# Second Annual US Off-stage Theatre Employment Survey



## BenPeoples (Dec 15, 2015)

Hey folks,

We got some great numbers about US employment in the theatre industry last year based on a survey we ran. We're running nearly the same survey this year in an attempt to collect long-term trend data.

http://goo.gl/forms/0biwhqcF0G

Just like last year, we'll be posting the anonymized data and our analysis of it on http://survey.benpeoples.com/ -- we might even make that site a little prettier this year. 

Unlike last year, the survey is sponsored by my new jobs website (still in beta) called Overhires. We're trying a bit of a different approach to short-term job listings. We created the website based on last year's survey data.

There were some concerns posted last year with the initial posting of the survey, I'm reposting my responses to that:

*How will this data be used?*
However anyone seems to think it's useful. We just think that the data should be available. We're presenting it as the first annual survey, since we also think it would be interesting to run this survey on an annual basis and see how the industry shifts.

*Will it be publicly presented or privately held?*
Publicly presented in two formats:
1. Raw data with any identifying information removed (particularly long-form comments that might be traceable will be removed and Zip code data will be aggregated to Metropolitan Survey Area)
2. Summary data will be presented in whitepaper format. 

We plan to put both of these up on an S3 bucket for anyone to download, but we're also offering to e-mail this data out (so you don't have to remember to go look for it).

*What is your purpose and rationale in collecting this information?*
I reached out to both USITT and PLASA and they do not (and may not be able to) collect this information. IATSE has some of this information for the union side of the business, and trade shows collect similar data (for people who go to trade shows). An industry wide survey is rare, and we wanted the information to be available. 

*What is your organization?*
I'm Ben Peoples. I've been in various parts of the entertainment industry throughout the last 15 years. I'm currently running a for-profit company in Pittsburgh, PA, although this survey is unrelated to my current line of work.


----------

(Excerpts from labeled region data)
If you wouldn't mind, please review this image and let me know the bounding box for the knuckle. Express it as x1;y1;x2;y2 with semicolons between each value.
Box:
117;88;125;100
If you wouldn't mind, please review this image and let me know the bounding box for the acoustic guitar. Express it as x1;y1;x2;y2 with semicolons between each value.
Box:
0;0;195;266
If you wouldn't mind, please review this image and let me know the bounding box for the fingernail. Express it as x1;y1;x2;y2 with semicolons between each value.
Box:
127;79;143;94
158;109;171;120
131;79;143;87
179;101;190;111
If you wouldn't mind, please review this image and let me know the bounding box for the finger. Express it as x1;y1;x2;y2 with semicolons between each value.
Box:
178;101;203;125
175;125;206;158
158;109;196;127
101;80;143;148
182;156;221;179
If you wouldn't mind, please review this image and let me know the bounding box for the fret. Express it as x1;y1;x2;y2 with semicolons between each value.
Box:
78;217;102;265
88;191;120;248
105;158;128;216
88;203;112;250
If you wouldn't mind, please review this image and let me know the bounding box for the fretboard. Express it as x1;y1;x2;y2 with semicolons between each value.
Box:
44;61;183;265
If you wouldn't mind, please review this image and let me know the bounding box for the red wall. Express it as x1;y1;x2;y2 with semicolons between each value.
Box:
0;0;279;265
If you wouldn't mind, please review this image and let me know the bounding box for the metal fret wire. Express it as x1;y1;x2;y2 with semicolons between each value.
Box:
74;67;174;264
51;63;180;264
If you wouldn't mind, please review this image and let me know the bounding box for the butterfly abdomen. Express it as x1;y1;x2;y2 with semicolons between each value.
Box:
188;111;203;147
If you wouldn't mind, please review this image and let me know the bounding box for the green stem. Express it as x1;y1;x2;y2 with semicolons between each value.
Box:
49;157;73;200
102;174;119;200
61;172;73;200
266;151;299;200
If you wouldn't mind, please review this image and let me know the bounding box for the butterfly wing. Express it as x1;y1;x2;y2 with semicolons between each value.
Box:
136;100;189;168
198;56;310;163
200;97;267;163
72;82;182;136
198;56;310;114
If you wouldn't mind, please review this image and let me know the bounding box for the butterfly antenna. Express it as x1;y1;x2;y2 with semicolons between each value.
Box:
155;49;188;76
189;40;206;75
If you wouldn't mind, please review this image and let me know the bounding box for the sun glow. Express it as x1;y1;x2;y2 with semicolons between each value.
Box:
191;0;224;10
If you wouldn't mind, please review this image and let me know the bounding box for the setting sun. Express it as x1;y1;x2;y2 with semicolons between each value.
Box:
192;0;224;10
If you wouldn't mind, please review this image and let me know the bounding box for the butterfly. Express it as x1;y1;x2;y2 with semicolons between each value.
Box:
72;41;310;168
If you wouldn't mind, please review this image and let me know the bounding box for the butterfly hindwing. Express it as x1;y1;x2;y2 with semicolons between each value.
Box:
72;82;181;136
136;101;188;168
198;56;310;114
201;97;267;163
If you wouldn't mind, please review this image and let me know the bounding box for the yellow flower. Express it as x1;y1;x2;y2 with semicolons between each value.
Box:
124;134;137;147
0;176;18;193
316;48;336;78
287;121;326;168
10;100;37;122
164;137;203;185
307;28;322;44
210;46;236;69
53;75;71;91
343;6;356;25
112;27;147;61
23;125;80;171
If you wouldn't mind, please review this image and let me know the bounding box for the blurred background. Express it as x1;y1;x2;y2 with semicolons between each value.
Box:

#### [GIVEN REQUEST 1]
Translate this sentence from the survey post into Spanish: "An industry wide survey is rare, and we wanted the information to be available."
#### [GIVEN REQUEST 2]
Answer these questions using the survey post:
(a) What is the name of the jobs website that sponsors this year's survey?
(b) To what will Zip code data in the raw data be aggregated?
(c) In which city is the author currently running a for-profit company?
#### [GIVEN REQUEST 3]
Print the part of the survey post starting with "We plan to put" and going on through "line of work.".

#### [FINAL ANSWER 1]
Una encuesta que abarque toda la industria es poco común, y queríamos que la información estuviera disponible.

#### [FINAL ANSWER 2]
(a) Overhires
(b) Metropolitan Survey Area
(c) Pittsburgh, PA

#### [FINAL ANSWER 3]
We plan to put both of these up on an S3 bucket for anyone to download, but we're also offering to e-mail this data out (so you don't have to remember to go look for it).

*What is your purpose and rationale in collecting this information?*
I reached out to both USITT and PLASA and they do not (and may not be able to) collect this information. IATSE has some of this information for the union side of the business, and trade shows collect similar data (for people who go to trade shows). An industry wide survey is rare, and we wanted the information to be available. 

*What is your organization?*
I'm Ben Peoples. I've been in various parts of the entertainment industry throughout the last 15 years. I'm currently running a for-profit company in Pittsburgh, PA, although this survey is unrelated to my current line of work.